→ **SHORT TASK**
Rewrite the lines below with every "instance" changed to "occurrence", leaving everything else untouched.

--- begin ENTRIES SHOWN ---

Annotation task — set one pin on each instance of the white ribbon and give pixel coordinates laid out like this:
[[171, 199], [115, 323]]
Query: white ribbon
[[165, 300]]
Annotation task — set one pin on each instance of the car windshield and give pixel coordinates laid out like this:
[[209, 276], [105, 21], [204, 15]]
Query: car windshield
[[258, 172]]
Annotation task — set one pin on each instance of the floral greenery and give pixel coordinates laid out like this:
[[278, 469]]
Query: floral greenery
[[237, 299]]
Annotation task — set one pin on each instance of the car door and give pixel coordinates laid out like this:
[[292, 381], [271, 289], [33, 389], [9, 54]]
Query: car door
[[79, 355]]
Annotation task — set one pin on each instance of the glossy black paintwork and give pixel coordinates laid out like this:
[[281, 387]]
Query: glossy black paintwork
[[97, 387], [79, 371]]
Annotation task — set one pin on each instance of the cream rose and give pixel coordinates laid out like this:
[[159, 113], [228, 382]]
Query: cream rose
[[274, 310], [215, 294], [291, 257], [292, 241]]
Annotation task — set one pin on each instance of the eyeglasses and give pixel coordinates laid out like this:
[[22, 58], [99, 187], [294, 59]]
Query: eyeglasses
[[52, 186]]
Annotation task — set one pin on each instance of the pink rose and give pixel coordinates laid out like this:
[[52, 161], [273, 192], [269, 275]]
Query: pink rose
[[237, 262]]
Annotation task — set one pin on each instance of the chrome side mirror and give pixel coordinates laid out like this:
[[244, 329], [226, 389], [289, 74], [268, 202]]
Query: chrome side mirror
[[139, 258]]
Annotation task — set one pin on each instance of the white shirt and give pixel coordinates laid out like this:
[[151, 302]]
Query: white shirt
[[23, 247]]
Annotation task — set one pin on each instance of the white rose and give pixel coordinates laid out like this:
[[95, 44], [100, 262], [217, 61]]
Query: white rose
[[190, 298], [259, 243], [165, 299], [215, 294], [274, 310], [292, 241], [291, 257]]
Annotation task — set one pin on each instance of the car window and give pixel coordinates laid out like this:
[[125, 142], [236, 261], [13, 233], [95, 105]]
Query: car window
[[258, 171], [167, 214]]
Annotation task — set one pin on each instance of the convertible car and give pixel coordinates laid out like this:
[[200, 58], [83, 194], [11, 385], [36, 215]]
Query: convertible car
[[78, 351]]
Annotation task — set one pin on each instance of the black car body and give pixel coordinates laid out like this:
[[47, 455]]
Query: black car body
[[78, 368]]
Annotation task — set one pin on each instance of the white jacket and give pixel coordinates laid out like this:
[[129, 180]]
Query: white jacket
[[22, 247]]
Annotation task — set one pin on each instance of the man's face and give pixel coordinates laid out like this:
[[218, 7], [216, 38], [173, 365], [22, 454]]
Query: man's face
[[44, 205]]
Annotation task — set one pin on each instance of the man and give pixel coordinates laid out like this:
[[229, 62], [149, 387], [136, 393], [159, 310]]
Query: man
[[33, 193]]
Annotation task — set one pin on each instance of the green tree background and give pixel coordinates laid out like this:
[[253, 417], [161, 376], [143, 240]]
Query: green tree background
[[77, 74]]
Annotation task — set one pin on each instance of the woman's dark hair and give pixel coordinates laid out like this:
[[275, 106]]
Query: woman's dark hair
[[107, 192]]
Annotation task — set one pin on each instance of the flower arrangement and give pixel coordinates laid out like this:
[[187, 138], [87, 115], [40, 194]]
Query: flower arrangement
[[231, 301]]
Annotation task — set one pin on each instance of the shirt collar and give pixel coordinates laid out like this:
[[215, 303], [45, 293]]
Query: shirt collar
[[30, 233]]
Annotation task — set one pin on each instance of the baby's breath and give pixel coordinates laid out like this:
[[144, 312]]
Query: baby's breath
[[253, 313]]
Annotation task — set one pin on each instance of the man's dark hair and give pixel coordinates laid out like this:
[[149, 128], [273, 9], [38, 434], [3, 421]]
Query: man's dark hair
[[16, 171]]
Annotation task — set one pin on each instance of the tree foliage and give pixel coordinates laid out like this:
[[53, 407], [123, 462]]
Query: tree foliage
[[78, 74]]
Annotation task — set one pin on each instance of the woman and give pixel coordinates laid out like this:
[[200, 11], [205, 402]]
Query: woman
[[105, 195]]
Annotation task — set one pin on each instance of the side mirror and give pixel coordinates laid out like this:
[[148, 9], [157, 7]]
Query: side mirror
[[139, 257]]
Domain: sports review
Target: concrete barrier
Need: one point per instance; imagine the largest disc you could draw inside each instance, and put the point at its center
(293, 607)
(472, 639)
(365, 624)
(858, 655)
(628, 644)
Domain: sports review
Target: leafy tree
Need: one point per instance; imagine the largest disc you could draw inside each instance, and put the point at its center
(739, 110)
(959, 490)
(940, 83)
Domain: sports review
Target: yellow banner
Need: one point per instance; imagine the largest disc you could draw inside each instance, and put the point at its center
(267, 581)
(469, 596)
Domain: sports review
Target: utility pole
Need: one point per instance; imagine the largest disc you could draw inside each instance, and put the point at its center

--- end ENTRIES SHOWN ---

→ **TASK RESULT**
Annotation task — set one pin on each occurrence of the white ribbon and give pixel coordinates laid out like this:
[[171, 199], [115, 323]]
Query: white ribbon
[[165, 300]]
Annotation task — set one pin on each occurrence of the car windshield and give pixel coordinates laid out like this:
[[209, 276], [105, 21], [204, 15]]
Query: car windshield
[[258, 172]]
Annotation task — set one pin on each occurrence of the floral greenery and give pixel coordinates laid out like this:
[[278, 469]]
Query: floral greenery
[[237, 299]]
Annotation task — set one pin on each occurrence of the car door and give pixel coordinates laid out like this:
[[292, 381], [271, 289], [33, 389], [9, 54]]
Query: car door
[[79, 355]]
Annotation task — set one pin on each occurrence of the glossy black paintwork and give pixel coordinates laid out like this:
[[281, 387]]
Query: glossy black paintwork
[[97, 387], [79, 371]]
Annotation task — set one pin on each occurrence of the cream rose and give pixel coordinates laid out like this:
[[159, 113], [228, 382]]
Query: cream rose
[[274, 310], [215, 294], [291, 257], [292, 241]]
Annotation task — set one pin on each occurrence of the eyeglasses and give pixel coordinates laid out like this:
[[22, 58], [99, 187], [294, 59]]
Query: eyeglasses
[[52, 186]]
Annotation task — set one pin on each occurrence of the pink rose and give pixel coordinates laid out like this:
[[52, 161], [273, 192], [269, 275]]
Query: pink rose
[[237, 262]]
Annotation task — set one pin on each occurrence of the chrome side mirror and give pixel coordinates laid out like this:
[[244, 329], [226, 389], [289, 74], [268, 202]]
Query: chrome side mirror
[[139, 258]]
Annotation task — set one pin on each occurrence of the white shirt and give pixel coordinates laid out like this:
[[151, 302]]
Query: white shirt
[[23, 247]]
Annotation task — set one pin on each occurrence of the white rose and give pixel coordinates laid out like this:
[[95, 44], [100, 262], [217, 61]]
Query: white rose
[[190, 298], [259, 243], [165, 299], [215, 294], [274, 310], [292, 241], [291, 257]]
Annotation task — set one pin on each occurrence of the car window and give pixel coordinates laid out like this:
[[125, 142], [236, 261], [13, 233], [95, 105]]
Query: car window
[[258, 171], [167, 214]]
Annotation task — set one pin on each occurrence of the convertible car and give pixel coordinates laid out like this:
[[200, 58], [83, 194], [11, 385], [36, 215]]
Query: convertible car
[[78, 351]]
Annotation task — set one pin on each occurrence of the black car body and give pixel coordinates laid out like this:
[[47, 455]]
Query: black car body
[[78, 368]]
Annotation task — set one pin on each occurrence of the white jacket and give pixel coordinates laid out like this:
[[129, 180]]
Query: white jacket
[[22, 247]]
Annotation task — set one pin on each occurrence of the man's face and give pixel coordinates laid out like this:
[[218, 7], [216, 38], [173, 365], [22, 454]]
Query: man's face
[[44, 205]]
Annotation task — set one pin on each occurrence of the man and give pixel coordinates laid out like this:
[[229, 62], [149, 387], [136, 393], [159, 310]]
Query: man
[[33, 193]]
Annotation task — set one pin on each occurrence of the green tree background and give pixel coordinates laid out like this:
[[253, 417], [161, 376], [143, 240]]
Query: green tree background
[[77, 74]]
Annotation task — set one pin on each occurrence of the woman's dark hair and give pixel coordinates laid out like this:
[[275, 106]]
Query: woman's dark hair
[[107, 192]]
Annotation task — set one pin on each occurrence of the flower arrangement and give pixel coordinates laid out like this:
[[187, 138], [87, 115], [40, 194]]
Query: flower arrangement
[[231, 301]]
Annotation task — set one pin on each occurrence of the shirt collar and give pixel coordinates laid out like this:
[[215, 303], [45, 293]]
Query: shirt collar
[[30, 233]]
Annotation task — set one pin on each occurrence of the baby's breath and give pixel coordinates laid out like this:
[[144, 312]]
Query: baby's breath
[[253, 313]]
Annotation task — set one pin on each occurrence of the man's dark hair and give pixel coordinates laid out like this:
[[149, 128], [273, 9], [38, 434], [3, 421]]
Query: man's dark hair
[[16, 171]]
Annotation task — set one pin on each occurrence of the tree foliage and give pixel coordinates laid out like this:
[[53, 407], [123, 462]]
Query: tree foliage
[[78, 74]]
Annotation task — set one pin on each occurrence of the woman and give pixel coordinates laid out like this:
[[200, 11], [205, 402]]
Query: woman
[[105, 195]]
Annotation task — set one pin on each occurrence of the side mirror and give pixel coordinates laid out like this:
[[148, 9], [157, 7]]
Query: side mirror
[[139, 257]]
Domain: sports review
Target: concrete barrier
Need: one point per occurrence; imagine the largest disc you could draw inside each occurrence, and put the point at its center
(293, 607)
(472, 639)
(365, 624)
(858, 655)
(628, 644)
Domain: sports review
Target: leafy tree
Need: one point per occurrence; imagine the largest disc you could draw inside each occurrence, and put the point at its center
(739, 110)
(959, 490)
(940, 83)
Domain: sports review
Target: yellow banner
Need: one point per occurrence; imagine the largest disc you could draw inside each occurrence, and put the point at its center
(267, 581)
(469, 596)
Domain: sports review
Target: utility pole
Need: one point per occurrence; imagine the largest disc you could draw inside each occurrence, and put the point at its center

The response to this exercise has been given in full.